Introduction
The Attention Mechanism is often associated with the transformer architecture, but it was already used in RNNs. In Machine Translation or MT (e.g., English-Italian) tasks, when you want to predict the next Italian word, you need your model to focus, or pay attention, on the most important English words that are useful to make a good translation.

I will not go into details of RNNs, but attention helped these models to mitigate the vanishing gradient problem and to capture more long-range dependencies among words.
At a certain point, we understood that the only important thing was the attention mechanism, and the entire RNN architecture was overkill. Hence, Attention is All You Need!
Self-Attention in Transformers
Classical attention indicates where words in the output sequence should focus attention in relation to the words in input sequence. This is important in sequence-to-sequence tasks like MT.
The self-attention is a specific type of attention. It operates between any two elements in the same sequence. It provides information on how “correlated” the words are in the same sentence.

**RECORDS SUPPLIED**
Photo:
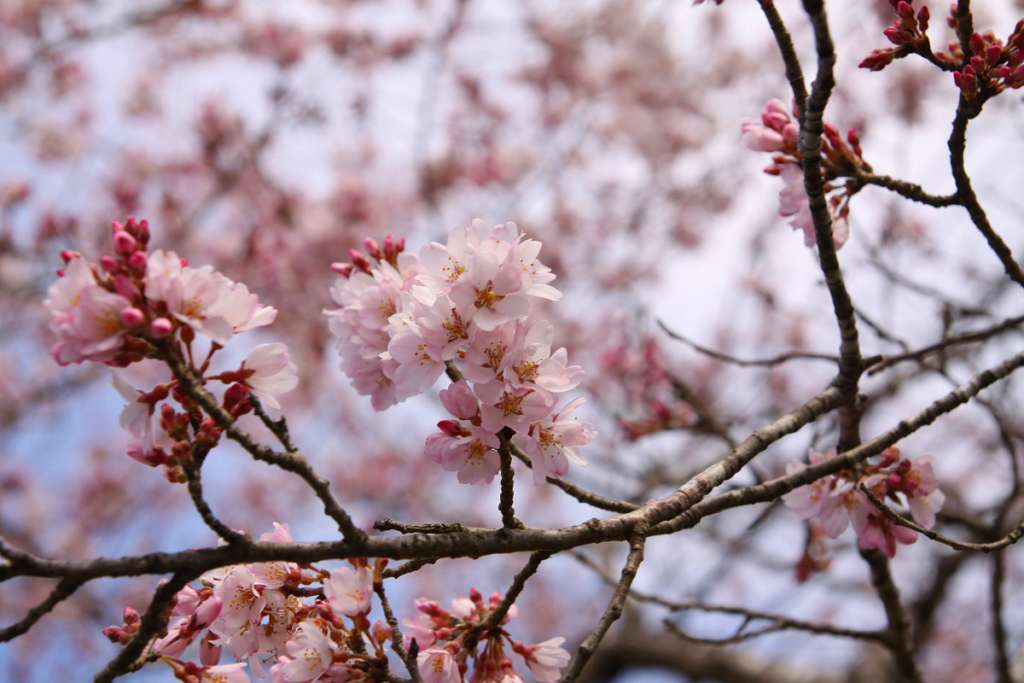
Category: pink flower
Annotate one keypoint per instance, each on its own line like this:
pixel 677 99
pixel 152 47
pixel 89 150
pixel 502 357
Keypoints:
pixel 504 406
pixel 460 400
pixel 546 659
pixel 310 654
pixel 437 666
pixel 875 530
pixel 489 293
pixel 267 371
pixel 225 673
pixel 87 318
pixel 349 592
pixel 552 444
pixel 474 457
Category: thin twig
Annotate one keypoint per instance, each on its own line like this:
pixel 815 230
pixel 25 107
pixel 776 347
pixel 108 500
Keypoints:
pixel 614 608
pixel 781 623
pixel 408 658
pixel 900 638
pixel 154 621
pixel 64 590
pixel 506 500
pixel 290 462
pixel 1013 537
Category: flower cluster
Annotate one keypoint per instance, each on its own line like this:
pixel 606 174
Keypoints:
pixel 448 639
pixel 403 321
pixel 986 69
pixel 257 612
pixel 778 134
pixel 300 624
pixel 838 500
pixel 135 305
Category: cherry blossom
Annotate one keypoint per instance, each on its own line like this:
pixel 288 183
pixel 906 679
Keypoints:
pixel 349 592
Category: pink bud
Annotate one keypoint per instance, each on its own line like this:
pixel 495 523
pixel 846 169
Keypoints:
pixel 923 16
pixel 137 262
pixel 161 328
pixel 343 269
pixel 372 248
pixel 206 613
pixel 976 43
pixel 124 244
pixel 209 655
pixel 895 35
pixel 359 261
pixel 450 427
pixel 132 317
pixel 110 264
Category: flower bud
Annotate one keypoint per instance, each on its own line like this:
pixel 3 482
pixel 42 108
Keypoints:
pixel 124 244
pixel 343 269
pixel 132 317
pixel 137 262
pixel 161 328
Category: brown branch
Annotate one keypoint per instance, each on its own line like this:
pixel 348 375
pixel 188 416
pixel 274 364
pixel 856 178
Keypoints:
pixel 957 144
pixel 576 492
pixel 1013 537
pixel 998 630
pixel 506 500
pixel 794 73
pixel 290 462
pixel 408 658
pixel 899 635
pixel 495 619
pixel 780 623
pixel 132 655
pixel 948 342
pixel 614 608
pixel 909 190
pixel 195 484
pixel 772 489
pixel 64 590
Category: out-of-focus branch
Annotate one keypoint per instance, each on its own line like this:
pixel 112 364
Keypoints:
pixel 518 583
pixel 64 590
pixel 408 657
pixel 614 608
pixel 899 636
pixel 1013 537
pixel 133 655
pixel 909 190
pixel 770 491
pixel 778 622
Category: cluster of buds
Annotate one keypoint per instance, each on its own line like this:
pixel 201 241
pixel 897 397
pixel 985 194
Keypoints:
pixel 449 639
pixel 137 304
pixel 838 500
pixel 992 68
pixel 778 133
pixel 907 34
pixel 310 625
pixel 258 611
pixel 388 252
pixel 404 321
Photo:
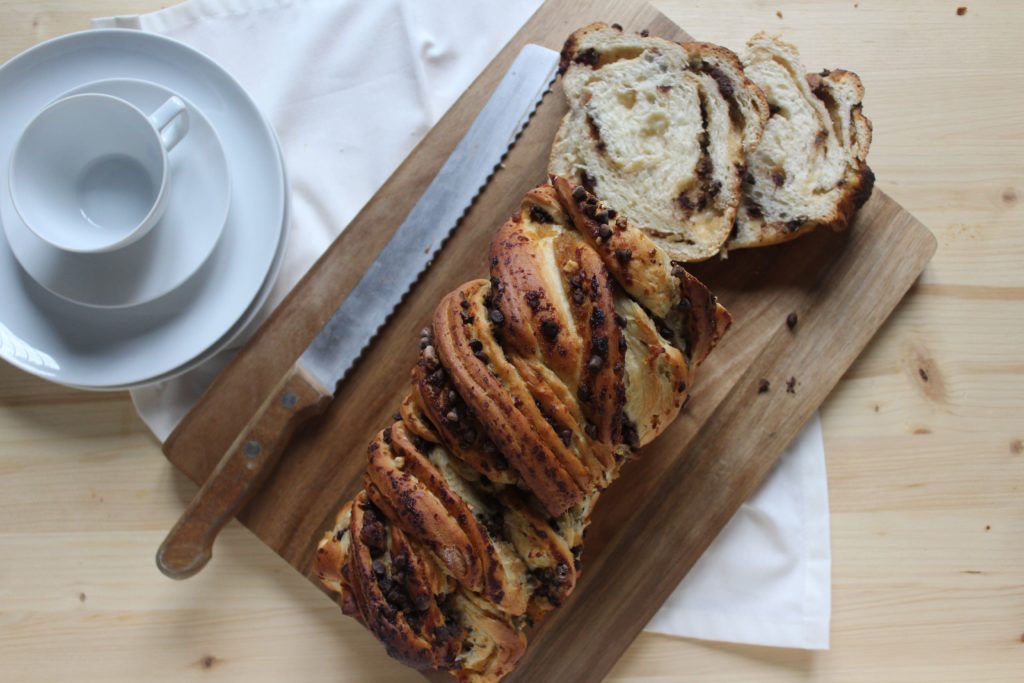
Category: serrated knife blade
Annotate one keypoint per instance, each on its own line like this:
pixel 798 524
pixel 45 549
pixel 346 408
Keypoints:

**WORK INSTRUCTION 1**
In the passage on attention, what problem did attention help RNNs mitigate?
**WORK INSTRUCTION 2**
Write the next part of the passage on attention, picking up after its last sentence.
None of the data is needed for what comes next.

**ANSWER AREA 1**
The vanishing gradient problem.

**ANSWER AREA 2**
For a given token (or word) in a sequence, self-attention generates a list of attention weights corresponding to all other tokens in the sequence. This process is applied to each token in the sentence, obtaining a matrix of attention weights (as in the picture).
This is the general idea, in practice things are a bit more complicated because we want to add many learnable parameters to our neural network, let’s see how.
K, V, Q representations
Our model input is a sentence like “my name is Marcello Politi”. With the process of tokenization, a sentence is converted into a list of numbers like [2, 6, 8, 3, 1].
Before feeding the sentence into the transformer we need to create a dense representation for each token.
How to create this representation? We multiply each token by a matrix. The matrix is learned during training.
Let’s add some complexity now.
For each token, we create 3 vectors instead of one, we call these vectors: key, value and query. (We see later how we create these 3 vectors).

Conceptually these 3 tokens have a particular meaning:
- The vector key represents the core information captured by the token
- The vector value captures the full information of a token
- The vector query, it’s a question about the token relevance for the current task.
So the idea is that we focus on a particular token i , and we want to ask what is the importance of the other tokens in the sentence regarding the token i we are taking into consideration.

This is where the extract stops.